問題 A
ベアードビールについての本文から、「こだわりを知るごとにどんどん好きになる」から「ました」(ブライアンさん)。」までのすべてを、一字も変えずに書き出しなさい。
問題 B
本文の後に示す記録を、最初の行から最後の行まで一字一句変えずに出力しなさい。

本文
%%

キャンプをしながら飲むうちに、ハマる人続出中
伊豆の修善寺にある現在のブルワリーガーデン内にはキャンプ場「キャンプ ベアード」が併設。自然を直に感じながら、ゆったりとビールを味わえます。キャンプをしに訪れたついでに飲んで、そのおいしさに感激する人が続出中。一口飲むごとに変化する複雑な香りと味わいを楽しみながら眺める焚き火は最高です。
こだわりを知るごとにどんどん好きになる
オーナー夫妻に聞いてわかった、ベアードビールの奥深さ
一度飲んだらクセになるベアードビールの不思議な魅力を探るため、オーナー夫妻に話を聞きました。ご主人のブライアンさんはアメリカのオハイオ州出身で、アメリカの大学で日本の近代史を勉強していました。そこで日本の文化に魅了され、卒業後すぐに英語教師として来日。
実際に日本で生活するうちに「自分も職人の国・日本で職人として生きていきたい」という思いがつのり、クラフトビール作りを学ぶため妻のさゆりさんとともに渡米。身に付けた技術をもとに、豊かな自然に恵まれた静岡県の沼津に醸造所をオープンさせました。
「私が一番ひかれた日本の文化は居酒屋文化です。いろいろな料理をちょっとずつつまみながらお酒を楽しむスタイルがカジュアルでとても好きです。アメリカではレストランで食事をした後、お酒を飲むためにバーに行くというのが一般的。レストランは少し格式ばった感じがするので、食事を楽しみながらお酒を飲み、仲間とラフに会話ができる居酒屋にとても魅力を感じました。数ヵ所あるベアードビールのタップルームは、居酒屋のようにカジュアルにビールと食事を楽しめる場所にしたいと思って作りました」(ブライアンさん)。
ビールを作るうえで一番のこだわりが、最小限の加工で、素材そのものの個性を最大限まで引き出すこと。主原料のホップはペレット加工がされていない生ホップのみを使用しているほか、無濾過、自然発泡にもこだわっています。
数あるベアードビールのラインナップはどれもひとクセある複雑な味わいですが、それが最後まで飽きずに飲める魅力です。たとえば一番人気の「ライジングサン ペールエール」は、一口目に柑橘と松のような生ホップの香りが鼻いっぱいに抜け、飲み進めるごとに芳醇な香りと苦味が舌の上で調和していきます。

%%

提供された記録
%%

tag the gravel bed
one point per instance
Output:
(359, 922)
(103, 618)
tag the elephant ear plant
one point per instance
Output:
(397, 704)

%%

解答全文 A
こだわりを知るごとにどんどん好きになる
オーナー夫妻に聞いてわかった、ベアードビールの奥深さ
一度飲んだらクセになるベアードビールの不思議な魅力を探るため、オーナー夫妻に話を聞きました。ご主人のブライアンさんはアメリカのオハイオ州出身で、アメリカの大学で日本の近代史を勉強していました。そこで日本の文化に魅了され、卒業後すぐに英語教師として来日。
実際に日本で生活するうちに「自分も職人の国・日本で職人として生きていきたい」という思いがつのり、クラフトビール作りを学ぶため妻のさゆりさんとともに渡米。身に付けた技術をもとに、豊かな自然に恵まれた静岡県の沼津に醸造所をオープンさせました。
「私が一番ひかれた日本の文化は居酒屋文化です。いろいろな料理をちょっとずつつまみながらお酒を楽しむスタイルがカジュアルでとても好きです。アメリカではレストランで食事をした後、お酒を飲むためにバーに行くというのが一般的。レストランは少し格式ばった感じがするので、食事を楽しみながらお酒を飲み、仲間とラフに会話ができる居酒屋にとても魅力を感じました。数ヵ所あるベアードビールのタップルームは、居酒屋のようにカジュアルにビールと食事を楽しめる場所にしたいと思って作りました」(ブライアンさん)。

解答全文 B
tag the gravel bed
one point per instance
Output:
(359, 922)
(103, 618)
tag the elephant ear plant
one point per instance
Output:
(397, 704)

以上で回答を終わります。